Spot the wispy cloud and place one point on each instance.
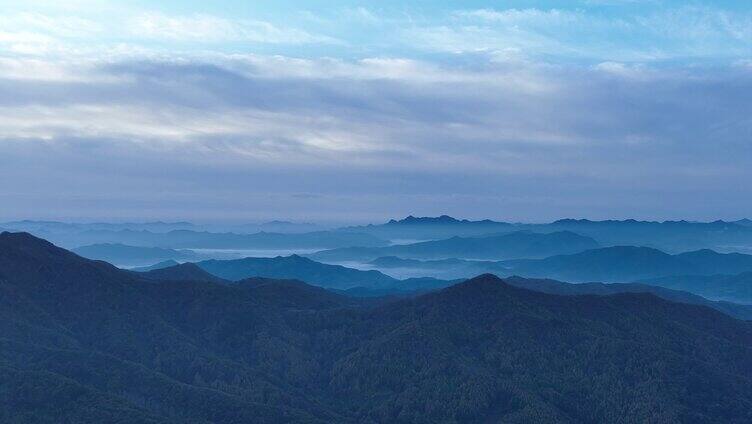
(529, 111)
(208, 28)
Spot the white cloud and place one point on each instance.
(207, 28)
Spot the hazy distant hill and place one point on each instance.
(520, 244)
(296, 267)
(431, 228)
(158, 265)
(629, 263)
(670, 236)
(186, 239)
(182, 272)
(85, 342)
(734, 288)
(124, 255)
(675, 295)
(447, 269)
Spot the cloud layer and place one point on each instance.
(480, 113)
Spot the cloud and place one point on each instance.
(207, 28)
(654, 34)
(519, 114)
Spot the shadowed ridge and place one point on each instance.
(295, 293)
(27, 259)
(182, 272)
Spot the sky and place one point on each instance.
(343, 111)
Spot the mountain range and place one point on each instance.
(519, 244)
(124, 255)
(670, 236)
(83, 341)
(734, 288)
(189, 239)
(316, 273)
(629, 263)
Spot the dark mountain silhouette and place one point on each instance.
(182, 272)
(440, 268)
(189, 239)
(629, 263)
(158, 265)
(83, 341)
(732, 288)
(296, 267)
(521, 244)
(124, 255)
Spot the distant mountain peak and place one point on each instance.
(443, 219)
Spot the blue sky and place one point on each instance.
(355, 111)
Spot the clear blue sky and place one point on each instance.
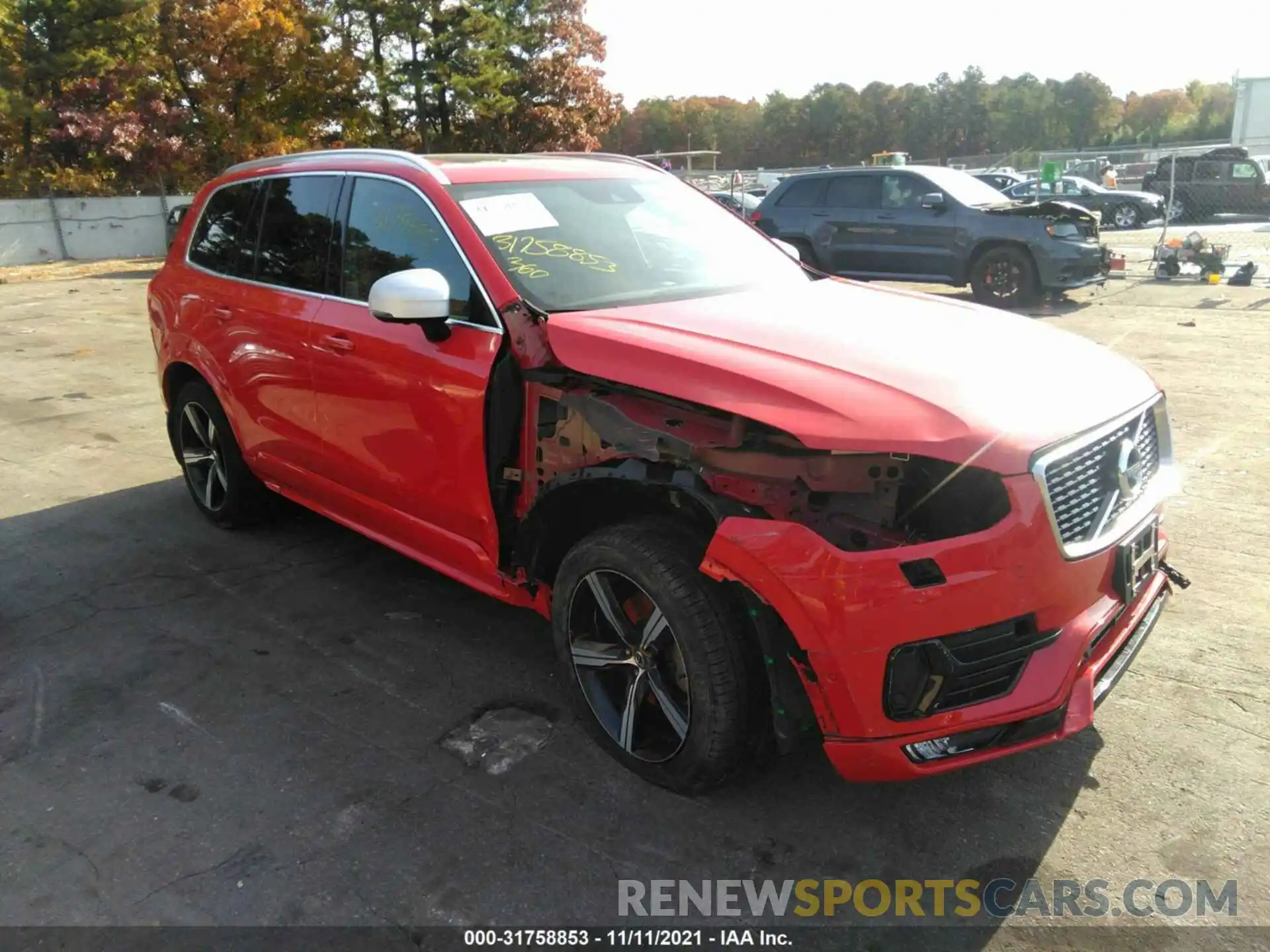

▶ [Given request]:
Reproduce everything from the line containing "Spot the blue" down through the end of the rows, with "instance" renamed to "occurrence" and all else unchanged. Leave the pictures out of your reply.

▶ [Finished task]:
Spot the blue sky and place one point on each occurrence.
(355, 111)
Spot the clear blue sky and place one point on each occurrence.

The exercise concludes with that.